*WHAT IS BEING ASKED:*
Set every record down verbatim and omit the pictures.
Start of RECORDS TO PROCESS
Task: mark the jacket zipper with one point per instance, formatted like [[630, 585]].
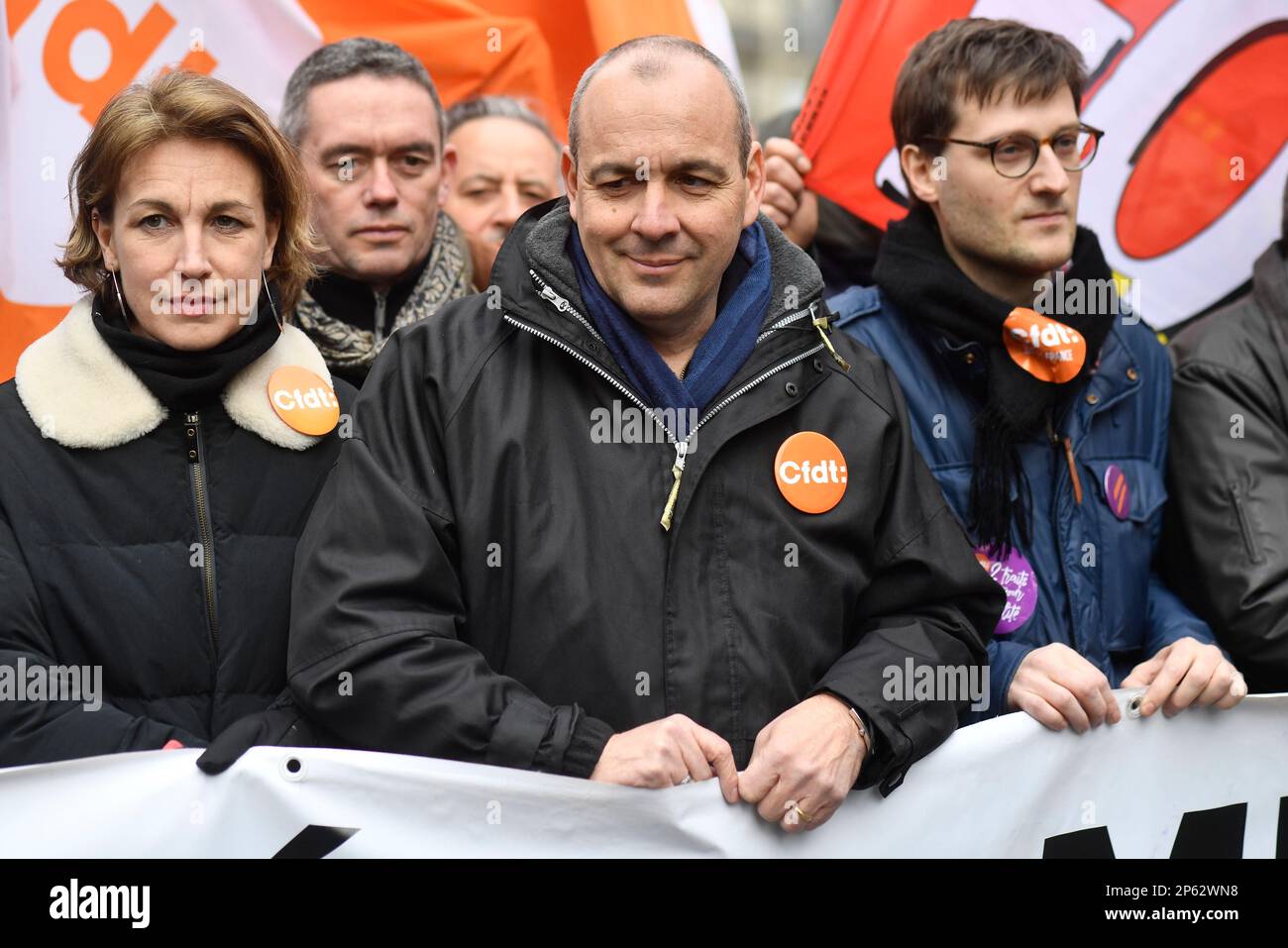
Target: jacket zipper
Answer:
[[682, 447], [1077, 492], [1244, 526], [380, 317], [1068, 456], [549, 295], [196, 464]]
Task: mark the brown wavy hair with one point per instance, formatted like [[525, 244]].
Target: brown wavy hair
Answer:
[[187, 104]]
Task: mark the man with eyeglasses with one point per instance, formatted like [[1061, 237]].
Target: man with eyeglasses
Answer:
[[1035, 394]]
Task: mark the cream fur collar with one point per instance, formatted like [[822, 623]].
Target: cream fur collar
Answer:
[[82, 395]]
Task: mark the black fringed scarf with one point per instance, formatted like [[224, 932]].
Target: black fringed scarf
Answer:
[[914, 270]]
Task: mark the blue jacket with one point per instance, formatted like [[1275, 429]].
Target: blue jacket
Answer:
[[1098, 591]]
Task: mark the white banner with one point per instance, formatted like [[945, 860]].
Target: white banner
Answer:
[[1203, 784]]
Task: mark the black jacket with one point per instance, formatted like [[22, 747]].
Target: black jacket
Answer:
[[1227, 539], [484, 581], [116, 550]]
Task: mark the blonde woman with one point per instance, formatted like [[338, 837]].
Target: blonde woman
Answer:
[[165, 441]]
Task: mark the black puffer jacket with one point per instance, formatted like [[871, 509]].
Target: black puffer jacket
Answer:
[[485, 579], [1227, 537], [119, 552]]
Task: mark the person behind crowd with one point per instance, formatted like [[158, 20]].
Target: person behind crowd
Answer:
[[1038, 401], [1227, 524], [154, 493], [370, 128], [506, 161], [506, 576], [842, 245]]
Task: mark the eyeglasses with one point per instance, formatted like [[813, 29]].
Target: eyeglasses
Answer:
[[1016, 155]]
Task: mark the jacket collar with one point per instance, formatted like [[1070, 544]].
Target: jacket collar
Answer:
[[82, 395]]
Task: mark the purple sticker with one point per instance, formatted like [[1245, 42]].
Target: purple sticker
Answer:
[[1016, 576], [1117, 491]]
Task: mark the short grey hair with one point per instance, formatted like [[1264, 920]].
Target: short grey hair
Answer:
[[497, 107], [655, 53], [359, 55]]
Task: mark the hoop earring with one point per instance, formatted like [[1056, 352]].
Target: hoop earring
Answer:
[[120, 301], [263, 278]]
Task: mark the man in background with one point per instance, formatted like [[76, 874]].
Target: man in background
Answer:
[[506, 161], [370, 129]]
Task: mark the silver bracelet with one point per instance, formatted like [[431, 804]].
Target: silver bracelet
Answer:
[[864, 733]]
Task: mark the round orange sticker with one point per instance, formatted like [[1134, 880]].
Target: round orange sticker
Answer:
[[303, 399], [810, 472], [1042, 347]]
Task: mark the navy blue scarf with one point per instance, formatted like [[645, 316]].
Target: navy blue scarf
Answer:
[[722, 350]]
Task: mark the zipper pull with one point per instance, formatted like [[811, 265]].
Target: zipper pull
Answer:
[[552, 296], [820, 325], [682, 449], [378, 318], [1073, 469]]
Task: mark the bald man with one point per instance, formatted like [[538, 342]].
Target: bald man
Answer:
[[639, 515]]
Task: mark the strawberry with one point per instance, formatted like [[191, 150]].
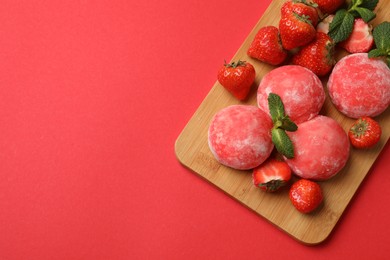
End of RECORDS TO PROCESS
*FINISHED EXERCISE:*
Task: mark the jacket zipper with one point per instance, formatted like [[630, 585]].
Target: jacket zipper
Answer:
[[682, 447], [1077, 492], [1244, 526], [380, 317], [1068, 456], [549, 295], [196, 464]]
Task: mark the brown wavy hair with one point per instance, formatted like [[525, 244]].
Target: brown wavy hair
Answer:
[[187, 104]]
Task: mark the man with eyeglasses with one point per instance, formatted like [[1061, 237]].
Target: man with eyeglasses
Answer:
[[1035, 394]]
Task: mark the cream fur collar with one point per instance, formatted like [[822, 623]].
Target: cream fur collar
Answer:
[[82, 395]]
Task: mark the black fringed scarf with one point per instance, formatted like [[224, 932]].
Target: black fringed scarf
Answer:
[[914, 270]]
Task: mark the blue jacket with one point per instance, formatted like [[1275, 429]].
Target: blue jacket
Answer:
[[1098, 591]]
Task: mark the white banner with one point per instance, formatted like [[945, 860]].
Target: white banner
Answer:
[[1203, 784]]
Task: mark the black jacket with one point per instance, formatted like [[22, 747]].
Target: black jacket
Answer:
[[1227, 539], [484, 581], [116, 550]]
Task: mark the blonde woman with one point per instance, formatted like [[338, 837]].
Target: blonde woman
Answer:
[[165, 441]]
Task: mark the black puffer jacket with one point per instance, formatted like [[871, 509]].
Target: black puffer jacket
Answer:
[[485, 579], [1227, 537], [119, 552]]
Task: mark the person behind crowd with one point per instance, formatted like [[158, 20]].
Target: person behind crowd
Answer:
[[1038, 401], [1227, 524], [154, 493], [370, 128], [506, 161], [506, 576], [842, 245]]
Task: mark the eyeglasses with one point per instance, formatted like [[813, 29]].
Target: eyeglasses
Answer:
[[1016, 155]]
Task: mark the jacket collar with one point per instance, formatted like [[1070, 544]].
Target: jacket collar
Answer:
[[82, 395]]
Task: mark the purple sticker with one point per instance, formatted like [[1245, 42]].
Target: purple sticker
Answer:
[[1016, 576], [1117, 491]]
Task: mark the short grey hair with one point per instance, formatted like [[1264, 920]].
Target: short grey hair
Answer:
[[497, 107], [655, 53], [359, 55]]
Task: mark the hoop earring with one point per instance, formatted like [[1056, 352]].
Target: hoop earring
Answer:
[[120, 301], [263, 278]]
Task: mark the man in background with one point per instance, formatted like [[76, 874]].
Target: man in background
Answer:
[[506, 161], [370, 129]]
Task: mark the silver bracelet with one point per instance, formatted like [[431, 804]].
Target: silver bracelet
Answer:
[[864, 733]]
Task: mark the round orange sticker with one point per instance, formatted like [[1134, 880]].
Target: round orange sticker
Answer:
[[303, 399], [810, 472], [1042, 347]]
Task: mark the navy blue scarf with one point per instance, formatted like [[645, 316]].
Target: navy blue scarf
Answer:
[[722, 350]]
Task: mark the zipper pull with one point per instance, formatted like [[811, 265]].
Target: zipper pull
Answer:
[[552, 296], [820, 325], [682, 449], [378, 318], [1073, 469]]
Task: mark the bald man with one point per instance, formatted like [[538, 342]].
Target: bald man
Answer:
[[639, 515]]
Task: mark the strawberry with one point per instance, formatted like [[191, 150]].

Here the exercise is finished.